■ Exercise aim
Repeat the data that follows, keeping every character intact.

<<<<

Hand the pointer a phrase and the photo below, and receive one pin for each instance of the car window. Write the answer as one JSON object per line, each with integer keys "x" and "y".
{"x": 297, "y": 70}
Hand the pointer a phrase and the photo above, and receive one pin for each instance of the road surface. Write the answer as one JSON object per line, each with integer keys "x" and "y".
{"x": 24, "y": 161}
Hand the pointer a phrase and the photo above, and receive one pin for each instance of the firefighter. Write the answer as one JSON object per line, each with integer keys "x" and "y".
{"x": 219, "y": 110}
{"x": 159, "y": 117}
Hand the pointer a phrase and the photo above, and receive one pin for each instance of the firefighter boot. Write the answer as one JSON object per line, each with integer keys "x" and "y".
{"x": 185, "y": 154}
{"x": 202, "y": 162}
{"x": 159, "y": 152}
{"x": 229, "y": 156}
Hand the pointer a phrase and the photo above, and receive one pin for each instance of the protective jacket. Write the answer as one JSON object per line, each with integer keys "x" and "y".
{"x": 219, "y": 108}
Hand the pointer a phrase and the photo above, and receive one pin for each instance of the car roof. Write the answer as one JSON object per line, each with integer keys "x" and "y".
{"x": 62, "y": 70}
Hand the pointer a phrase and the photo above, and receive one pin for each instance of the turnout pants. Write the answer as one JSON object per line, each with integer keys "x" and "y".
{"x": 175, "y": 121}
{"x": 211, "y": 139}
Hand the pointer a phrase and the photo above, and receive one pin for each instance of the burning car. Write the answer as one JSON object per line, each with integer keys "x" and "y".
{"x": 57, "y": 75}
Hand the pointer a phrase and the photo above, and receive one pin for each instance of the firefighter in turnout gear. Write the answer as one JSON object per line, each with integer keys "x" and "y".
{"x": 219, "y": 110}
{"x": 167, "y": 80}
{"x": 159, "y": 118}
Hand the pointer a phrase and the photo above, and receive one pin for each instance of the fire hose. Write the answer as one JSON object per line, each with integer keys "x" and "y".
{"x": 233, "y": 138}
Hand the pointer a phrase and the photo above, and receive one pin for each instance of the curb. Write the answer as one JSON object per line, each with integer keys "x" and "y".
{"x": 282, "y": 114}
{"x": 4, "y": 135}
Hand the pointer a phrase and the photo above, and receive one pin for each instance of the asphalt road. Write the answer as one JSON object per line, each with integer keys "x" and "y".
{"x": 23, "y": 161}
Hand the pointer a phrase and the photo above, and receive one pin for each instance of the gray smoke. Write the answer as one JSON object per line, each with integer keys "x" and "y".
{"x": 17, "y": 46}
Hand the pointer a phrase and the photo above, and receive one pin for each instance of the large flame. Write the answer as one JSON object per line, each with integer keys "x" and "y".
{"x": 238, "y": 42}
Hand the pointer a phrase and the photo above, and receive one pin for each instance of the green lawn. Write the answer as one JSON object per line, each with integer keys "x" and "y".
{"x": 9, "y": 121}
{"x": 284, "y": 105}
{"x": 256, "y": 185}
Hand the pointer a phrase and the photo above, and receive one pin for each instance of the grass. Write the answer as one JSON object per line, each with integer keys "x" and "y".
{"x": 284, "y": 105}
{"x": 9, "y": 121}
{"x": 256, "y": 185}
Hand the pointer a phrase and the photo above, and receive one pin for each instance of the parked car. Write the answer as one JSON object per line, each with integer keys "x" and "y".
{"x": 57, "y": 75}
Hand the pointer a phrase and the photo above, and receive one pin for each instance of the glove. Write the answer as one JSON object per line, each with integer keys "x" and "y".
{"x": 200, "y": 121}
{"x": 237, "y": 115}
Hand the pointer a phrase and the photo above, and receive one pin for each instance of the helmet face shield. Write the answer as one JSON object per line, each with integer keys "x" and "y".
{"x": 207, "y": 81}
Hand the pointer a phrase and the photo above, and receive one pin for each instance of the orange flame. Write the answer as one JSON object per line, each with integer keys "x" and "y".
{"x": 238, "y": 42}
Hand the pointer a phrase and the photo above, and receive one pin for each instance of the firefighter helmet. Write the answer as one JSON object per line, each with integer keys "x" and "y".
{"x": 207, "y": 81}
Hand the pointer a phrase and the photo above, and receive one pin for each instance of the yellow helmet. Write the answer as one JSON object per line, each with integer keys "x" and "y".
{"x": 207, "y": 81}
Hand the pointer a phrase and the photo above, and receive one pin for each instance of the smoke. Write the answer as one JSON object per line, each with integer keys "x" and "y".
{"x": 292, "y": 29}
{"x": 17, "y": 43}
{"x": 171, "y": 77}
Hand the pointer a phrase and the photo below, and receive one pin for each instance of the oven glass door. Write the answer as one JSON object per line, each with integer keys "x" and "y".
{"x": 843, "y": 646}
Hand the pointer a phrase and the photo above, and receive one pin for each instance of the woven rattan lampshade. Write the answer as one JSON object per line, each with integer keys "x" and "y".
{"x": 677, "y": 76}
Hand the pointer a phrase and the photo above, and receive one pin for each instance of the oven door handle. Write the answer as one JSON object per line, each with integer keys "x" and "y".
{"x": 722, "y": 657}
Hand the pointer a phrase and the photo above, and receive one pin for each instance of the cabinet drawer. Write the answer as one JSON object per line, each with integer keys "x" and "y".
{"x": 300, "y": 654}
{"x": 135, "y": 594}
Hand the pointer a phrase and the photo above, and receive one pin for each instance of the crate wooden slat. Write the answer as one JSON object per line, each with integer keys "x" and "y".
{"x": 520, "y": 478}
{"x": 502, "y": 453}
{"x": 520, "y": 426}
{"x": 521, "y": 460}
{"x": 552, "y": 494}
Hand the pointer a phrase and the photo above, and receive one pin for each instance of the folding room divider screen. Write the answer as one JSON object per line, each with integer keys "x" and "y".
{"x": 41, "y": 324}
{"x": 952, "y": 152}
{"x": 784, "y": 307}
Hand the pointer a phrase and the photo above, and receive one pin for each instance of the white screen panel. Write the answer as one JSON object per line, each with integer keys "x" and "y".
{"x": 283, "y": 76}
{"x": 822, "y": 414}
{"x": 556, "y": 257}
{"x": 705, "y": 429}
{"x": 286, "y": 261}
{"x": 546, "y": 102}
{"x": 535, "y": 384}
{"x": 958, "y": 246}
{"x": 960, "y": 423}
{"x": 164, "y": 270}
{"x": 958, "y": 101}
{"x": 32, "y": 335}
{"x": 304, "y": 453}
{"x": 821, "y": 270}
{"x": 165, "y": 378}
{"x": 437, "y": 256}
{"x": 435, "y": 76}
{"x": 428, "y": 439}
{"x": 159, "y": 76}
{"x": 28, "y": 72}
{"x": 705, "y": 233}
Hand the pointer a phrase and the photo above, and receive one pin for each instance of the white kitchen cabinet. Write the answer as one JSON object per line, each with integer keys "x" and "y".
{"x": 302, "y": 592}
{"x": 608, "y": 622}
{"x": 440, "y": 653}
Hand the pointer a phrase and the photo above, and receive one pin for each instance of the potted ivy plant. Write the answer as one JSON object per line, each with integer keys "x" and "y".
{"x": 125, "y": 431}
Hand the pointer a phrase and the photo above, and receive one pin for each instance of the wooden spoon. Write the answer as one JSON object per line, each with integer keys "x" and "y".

>>>>

■ Exercise solution
Hand the pointer a phrase and the photo below, and receive one pin for each instance of the car window. Write the answer as one JSON object per line, each with integer keys "x" and "y".
{"x": 297, "y": 70}
Hand the pointer a phrase and the photo above, and receive one pin for each instance of the road surface. Write the answer as one JSON object per line, each with integer keys "x" and "y".
{"x": 24, "y": 161}
Hand the pointer a phrase and the photo above, and receive one pin for each instance of the firefighter. Write the answer as one JSON object per line, each with integer keys "x" and "y".
{"x": 219, "y": 110}
{"x": 159, "y": 117}
Hand the pointer a phrase and the photo above, and receive one pin for each instance of the firefighter boot. Write the answer as one JSON object per line, each with integer keys "x" and "y".
{"x": 185, "y": 154}
{"x": 202, "y": 162}
{"x": 159, "y": 152}
{"x": 229, "y": 156}
Hand the pointer a phrase and the photo above, and receive one pin for each instance of the protective jacket. Write the answer as one JSON object per line, each with integer keys "x" and "y".
{"x": 219, "y": 108}
Hand the pointer a phrase and the photo above, and receive one pin for each instance of the car roof. Write the answer as one JSON object per line, each with integer keys "x" and "y".
{"x": 62, "y": 70}
Hand the pointer a phrase and the photo above, and receive one pin for each instance of the turnout pants. Write the answer as one JSON object per line, each with integer keys "x" and "y".
{"x": 175, "y": 121}
{"x": 211, "y": 139}
Hand the pointer a phrase and the photo above, and receive one pin for each instance of the burning car. Write the answer as one JSON object per line, each with integer keys "x" and "y".
{"x": 57, "y": 75}
Hand the pointer a phrase and the photo above, and receive one pin for each instance of the firefighter in turnout gear. Write the answer as one JSON object per line, each with integer keys "x" and "y".
{"x": 219, "y": 110}
{"x": 167, "y": 80}
{"x": 159, "y": 118}
Hand the pointer a phrase and the photo above, and receive one pin for each instance of the fire hose. Write the answer as one JSON object per line, each with integer keys "x" and "y".
{"x": 233, "y": 138}
Hand the pointer a phrase and the photo above, and receive one pin for each instance of the curb. Write the answer as one JSON object per line, each with integer keys "x" and "y".
{"x": 282, "y": 114}
{"x": 4, "y": 135}
Hand the pointer a phrase and the photo above, and receive one pin for each instance of the asphalt road. Write the answer as one JSON object per line, each with integer keys "x" and "y".
{"x": 23, "y": 161}
Hand the pointer a phrase and the photo above, and receive one pin for each instance of the gray smoke. Write the answer as one JSON object per line, each with integer keys "x" and "y".
{"x": 17, "y": 46}
Hand the pointer a phrase and the photo above, and receive one pin for each instance of the large flame. Write the answer as one JSON object per line, each with integer keys "x" and "y".
{"x": 238, "y": 42}
Hand the pointer a phrase and the photo above, and receive one pin for each instance of the green lawn. Write the answer as one JSON object per line, each with integer keys "x" and "y".
{"x": 9, "y": 121}
{"x": 284, "y": 105}
{"x": 256, "y": 185}
Hand the pointer a phrase and the photo above, and receive one pin for each instance of the grass. Write the answer as one JSON object per line, each with integer keys "x" and "y".
{"x": 284, "y": 105}
{"x": 9, "y": 121}
{"x": 256, "y": 185}
Hand the pointer a phrase and the photo above, and receive one pin for each instance of the parked car. Write the answer as one JSON object per line, each with integer keys "x" and "y".
{"x": 57, "y": 75}
Hand the pointer a phrase and the photo above, and receive one pin for each instance of the glove. Write the answer as one JSON object per line, each with integer keys "x" and "y".
{"x": 200, "y": 121}
{"x": 237, "y": 115}
Hand the pointer a phrase and the photo above, and receive one pin for each instance of the helmet face shield. Write the answer as one JSON object per line, each with integer keys "x" and "y".
{"x": 207, "y": 81}
Hand the pointer a phrase and the photo above, and receive one pin for each instance of the orange flame. Write the answer as one JSON object per line, each with integer keys "x" and "y".
{"x": 238, "y": 42}
Hand the pointer a phrase and the photo above, and receive one pin for each instance of the firefighter helmet. Write the answer as one JSON object per line, each with integer keys "x" and "y".
{"x": 207, "y": 81}
Hand the pointer a phrase and the photo above, and receive one pin for each instance of the yellow helmet. Write the answer as one JSON object per line, each with integer keys "x" and "y".
{"x": 207, "y": 81}
Hand the pointer a phrase and the photo above, and receive one pin for each instance of the smoke. Write the answer as one JSON object per line, each with integer keys "x" and "y".
{"x": 292, "y": 29}
{"x": 17, "y": 43}
{"x": 171, "y": 77}
Hand the pointer a phrase and the photo below, and receive one pin for each instance of the oven glass door. Write the answer as one JSON object per line, each with integer keys "x" and "y".
{"x": 843, "y": 646}
Hand the pointer a phrase and the photo above, and receive one pin for each instance of the woven rattan lampshade. Write the answer as one JSON object per line, each with integer keys "x" and "y".
{"x": 677, "y": 76}
Hand the pointer a phrase and the photo above, and receive one pin for each instance of the oven door handle. Write the answer as one JSON object per line, each with integer keys "x" and "y".
{"x": 722, "y": 657}
Hand the pointer a phrase and the photo above, and receive one pin for each instance of the cabinet drawer. Write the answer as one JSON object per line, each with integer keys "x" and "y".
{"x": 300, "y": 654}
{"x": 135, "y": 594}
Hand the pointer a phrase and the photo above, and receive one pin for each instance of the crate wooden slat. Write the answer as one JSON object per line, each with integer keys "x" and "y".
{"x": 520, "y": 478}
{"x": 502, "y": 453}
{"x": 520, "y": 426}
{"x": 521, "y": 460}
{"x": 552, "y": 494}
Hand the pointer a phrase and the photo above, and receive one pin for each instance of the folding room divider screen. Write the answer as one JSON object per line, each with integer keys "x" and "y".
{"x": 41, "y": 324}
{"x": 952, "y": 152}
{"x": 784, "y": 307}
Hand the pointer a phrase and the photo above, and receive one pin for each instance of the white screen panel. Write the answer as one JSON object per line, each with integer keys "x" and "y".
{"x": 283, "y": 76}
{"x": 822, "y": 414}
{"x": 556, "y": 257}
{"x": 705, "y": 429}
{"x": 286, "y": 261}
{"x": 546, "y": 102}
{"x": 535, "y": 384}
{"x": 958, "y": 246}
{"x": 960, "y": 423}
{"x": 164, "y": 270}
{"x": 958, "y": 101}
{"x": 32, "y": 335}
{"x": 304, "y": 453}
{"x": 821, "y": 270}
{"x": 165, "y": 378}
{"x": 437, "y": 256}
{"x": 435, "y": 76}
{"x": 428, "y": 439}
{"x": 159, "y": 76}
{"x": 28, "y": 72}
{"x": 705, "y": 233}
Hand the pointer a phrase and the photo above, and receive one pin for each instance of the white kitchen cabinet. Write the answer as one JSON object per line, each with integer keys "x" and "y".
{"x": 302, "y": 592}
{"x": 608, "y": 622}
{"x": 440, "y": 653}
Hand the pointer a phrase and the photo above, and receive one pin for each instance of the potted ivy plant. Write the answer as one JSON object per line, each with integer keys "x" and "y".
{"x": 125, "y": 431}
Hand the pointer a phrase and the photo above, and receive one pin for each instance of the wooden spoon. Write the answer as one JSON object per line, each with integer keys "x" and "y".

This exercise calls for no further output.